## [Do this]
Gather each line from the entries below that contains the word "blue", and copy those lines out in full.

## [Data for processing]
## START

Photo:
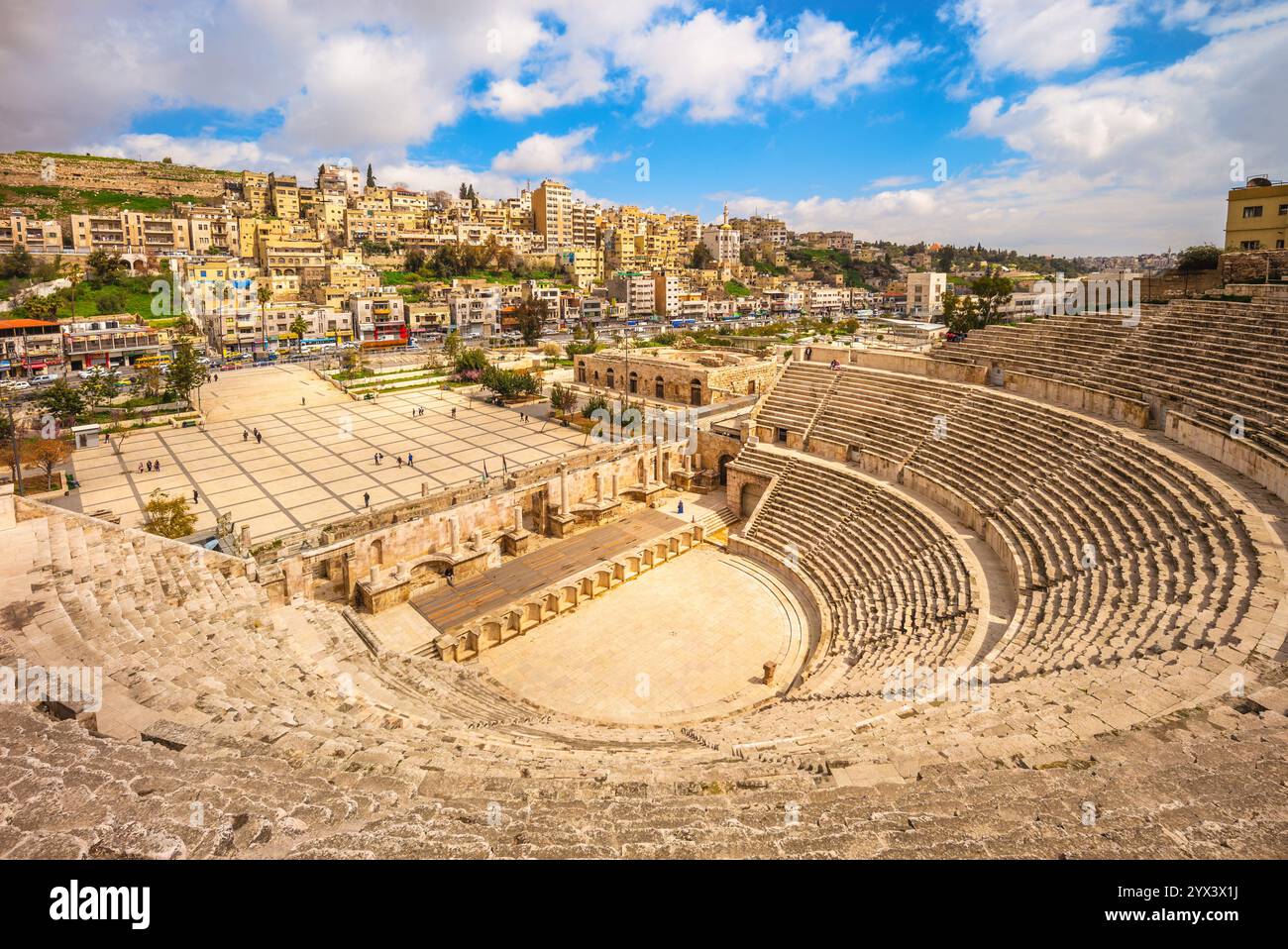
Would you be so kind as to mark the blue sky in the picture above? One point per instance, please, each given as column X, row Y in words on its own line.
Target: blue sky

## END
## START

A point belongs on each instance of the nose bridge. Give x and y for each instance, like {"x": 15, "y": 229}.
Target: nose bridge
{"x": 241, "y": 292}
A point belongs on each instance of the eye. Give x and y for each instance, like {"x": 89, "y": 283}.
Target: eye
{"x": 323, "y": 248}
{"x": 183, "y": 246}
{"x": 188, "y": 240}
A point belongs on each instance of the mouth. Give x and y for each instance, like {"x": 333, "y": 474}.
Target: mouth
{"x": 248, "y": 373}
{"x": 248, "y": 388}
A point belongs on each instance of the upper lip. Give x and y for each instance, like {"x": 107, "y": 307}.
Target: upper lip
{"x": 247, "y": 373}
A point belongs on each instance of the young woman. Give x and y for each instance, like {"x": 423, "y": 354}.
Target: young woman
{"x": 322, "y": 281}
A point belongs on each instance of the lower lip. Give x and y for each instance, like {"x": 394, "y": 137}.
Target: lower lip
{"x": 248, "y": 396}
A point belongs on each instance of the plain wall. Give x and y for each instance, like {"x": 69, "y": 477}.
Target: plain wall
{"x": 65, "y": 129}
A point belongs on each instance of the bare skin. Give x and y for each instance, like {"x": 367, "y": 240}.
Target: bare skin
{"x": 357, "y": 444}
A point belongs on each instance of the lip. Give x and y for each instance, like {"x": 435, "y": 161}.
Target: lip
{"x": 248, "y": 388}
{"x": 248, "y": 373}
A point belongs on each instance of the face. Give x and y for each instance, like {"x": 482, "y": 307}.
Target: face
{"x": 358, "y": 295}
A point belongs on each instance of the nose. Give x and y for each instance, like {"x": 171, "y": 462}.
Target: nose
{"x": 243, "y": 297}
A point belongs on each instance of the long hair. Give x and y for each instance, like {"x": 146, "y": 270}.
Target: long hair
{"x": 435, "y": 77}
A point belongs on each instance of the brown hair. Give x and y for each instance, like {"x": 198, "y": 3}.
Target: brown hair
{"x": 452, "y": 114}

## END

## [The completed task]
Would you be so kind as to mark the blue sky in the picture above? One point per instance, please, each given as column X, row Y in words on its own line.
Target: blue sky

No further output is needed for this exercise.